GIVEN TEXT:
........

The president is starting to look like the potential victim of a landslide in November of 2012. The Democratic base is widely disillusioned with him. Even many among his fake-progressive pseudo-liberal dead-end defenders sometimes squawk about his conservative corporatism and unwillingness to govern in accord with his idealistic campaign promises. Liberal and progressive Democratic elected officials in the House and Senate have been grumbling about his center-right proclivities for some time now. It is one thing to rightwardly triangulate on the backs of welfare mothers and declining unions in the mode of Bill Clinton; it is another thing to do so at the expense of the broadly popular programs Social Security and Medicare, all while passing on hyper-regressive Republican tax cuts for the obscenely rich and powerful.

And so on. If you haven’t read the whole thing yet, please do. Especially this part:

If he cared about his party, Obama would step down and give the nomination to Hillary Clinton, determined by a recent Bloomberg poll to be “the most popular national political figure in America today.” Ms. Clinton has distinct advantages over Obama in running against Perry or Mitt Romney in 2012. She is not a member of Congress, which has even lower popular approval than Obama. She is associated with economic prosperity thanks to the long neoliberal Clinton boom of the 1990s. And she carries a reputation for toughness, quite different from Obama’s emerging legacy as a 98-pound weakling who gets kicked around on the policy beach by bullies like John Boehner, Sean Hannity, and Eric Cantor. (For those of us on the radical left, a Hillary Clinton presidency might have the benefit of inducing at least some less confusion and tepidness among progressives than “the first black president.”)

........

RAW DATA:
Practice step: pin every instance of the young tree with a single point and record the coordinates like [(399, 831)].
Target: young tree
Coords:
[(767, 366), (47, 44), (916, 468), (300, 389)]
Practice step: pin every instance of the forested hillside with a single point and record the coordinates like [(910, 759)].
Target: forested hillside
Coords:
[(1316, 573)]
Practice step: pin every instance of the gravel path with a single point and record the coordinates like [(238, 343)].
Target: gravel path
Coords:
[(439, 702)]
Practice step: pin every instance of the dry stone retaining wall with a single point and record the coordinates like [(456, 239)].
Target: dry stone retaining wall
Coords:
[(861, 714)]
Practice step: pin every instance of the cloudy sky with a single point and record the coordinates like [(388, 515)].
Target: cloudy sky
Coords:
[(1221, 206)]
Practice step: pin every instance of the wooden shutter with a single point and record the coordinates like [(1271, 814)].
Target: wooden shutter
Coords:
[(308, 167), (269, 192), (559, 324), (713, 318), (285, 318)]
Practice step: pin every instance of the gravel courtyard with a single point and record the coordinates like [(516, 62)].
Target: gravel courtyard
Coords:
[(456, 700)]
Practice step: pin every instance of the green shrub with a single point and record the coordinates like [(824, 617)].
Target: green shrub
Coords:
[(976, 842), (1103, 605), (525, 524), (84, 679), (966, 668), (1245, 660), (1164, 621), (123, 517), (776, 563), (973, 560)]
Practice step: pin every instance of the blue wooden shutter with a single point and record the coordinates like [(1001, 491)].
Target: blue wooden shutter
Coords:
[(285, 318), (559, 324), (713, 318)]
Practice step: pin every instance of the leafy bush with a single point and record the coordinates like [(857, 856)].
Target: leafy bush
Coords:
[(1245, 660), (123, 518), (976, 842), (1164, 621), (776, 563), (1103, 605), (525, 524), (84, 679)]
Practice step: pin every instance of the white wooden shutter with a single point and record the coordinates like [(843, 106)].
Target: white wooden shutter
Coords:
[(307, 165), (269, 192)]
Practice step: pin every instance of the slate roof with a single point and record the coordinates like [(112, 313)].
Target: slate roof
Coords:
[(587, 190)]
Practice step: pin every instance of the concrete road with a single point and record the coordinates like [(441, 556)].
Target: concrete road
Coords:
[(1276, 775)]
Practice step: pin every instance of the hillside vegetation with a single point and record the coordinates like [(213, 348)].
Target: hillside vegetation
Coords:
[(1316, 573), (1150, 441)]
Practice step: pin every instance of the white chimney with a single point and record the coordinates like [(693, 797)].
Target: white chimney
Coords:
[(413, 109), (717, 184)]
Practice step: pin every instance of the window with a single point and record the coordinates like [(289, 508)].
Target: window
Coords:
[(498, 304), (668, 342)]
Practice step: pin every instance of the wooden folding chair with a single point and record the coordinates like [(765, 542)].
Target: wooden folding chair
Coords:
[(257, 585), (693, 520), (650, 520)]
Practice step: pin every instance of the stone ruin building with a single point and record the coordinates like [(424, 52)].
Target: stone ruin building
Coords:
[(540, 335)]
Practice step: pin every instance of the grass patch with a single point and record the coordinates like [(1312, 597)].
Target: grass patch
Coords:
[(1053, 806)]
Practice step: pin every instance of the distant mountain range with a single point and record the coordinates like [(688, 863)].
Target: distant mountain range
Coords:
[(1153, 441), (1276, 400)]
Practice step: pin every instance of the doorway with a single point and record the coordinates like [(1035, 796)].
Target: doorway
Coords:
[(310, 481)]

........

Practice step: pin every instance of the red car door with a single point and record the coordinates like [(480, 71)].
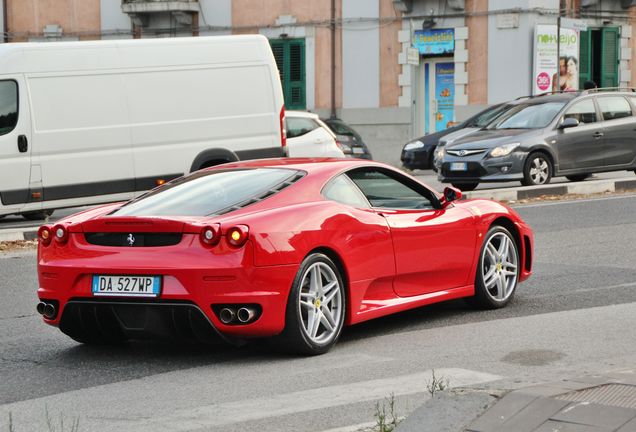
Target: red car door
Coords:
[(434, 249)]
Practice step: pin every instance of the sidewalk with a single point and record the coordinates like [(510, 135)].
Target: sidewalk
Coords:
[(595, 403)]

........

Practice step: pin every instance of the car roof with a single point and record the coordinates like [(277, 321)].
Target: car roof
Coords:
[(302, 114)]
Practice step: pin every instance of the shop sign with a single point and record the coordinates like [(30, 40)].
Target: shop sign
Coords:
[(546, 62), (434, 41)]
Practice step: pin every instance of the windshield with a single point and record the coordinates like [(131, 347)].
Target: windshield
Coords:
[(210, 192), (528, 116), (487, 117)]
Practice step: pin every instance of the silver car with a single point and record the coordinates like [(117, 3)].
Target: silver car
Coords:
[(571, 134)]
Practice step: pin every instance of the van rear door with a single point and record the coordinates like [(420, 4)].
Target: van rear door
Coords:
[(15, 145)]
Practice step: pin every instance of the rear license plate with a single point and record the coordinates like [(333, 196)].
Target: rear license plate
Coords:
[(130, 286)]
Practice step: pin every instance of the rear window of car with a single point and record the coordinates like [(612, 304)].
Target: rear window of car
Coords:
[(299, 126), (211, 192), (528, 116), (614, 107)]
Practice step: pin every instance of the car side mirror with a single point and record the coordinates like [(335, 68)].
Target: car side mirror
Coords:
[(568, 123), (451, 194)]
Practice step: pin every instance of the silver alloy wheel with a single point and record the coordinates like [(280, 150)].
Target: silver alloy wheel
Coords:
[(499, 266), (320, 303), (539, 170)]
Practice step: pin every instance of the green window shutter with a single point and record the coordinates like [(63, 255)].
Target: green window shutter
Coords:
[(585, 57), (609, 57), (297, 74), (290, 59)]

........

Reproduce the part of the text on Obama's 2012 prospects from "The president is" up to and including "rich and powerful.".

The president is starting to look like the potential victim of a landslide in November of 2012. The Democratic base is widely disillusioned with him. Even many among his fake-progressive pseudo-liberal dead-end defenders sometimes squawk about his conservative corporatism and unwillingness to govern in accord with his idealistic campaign promises. Liberal and progressive Democratic elected officials in the House and Senate have been grumbling about his center-right proclivities for some time now. It is one thing to rightwardly triangulate on the backs of welfare mothers and declining unions in the mode of Bill Clinton; it is another thing to do so at the expense of the broadly popular programs Social Security and Medicare, all while passing on hyper-regressive Republican tax cuts for the obscenely rich and powerful.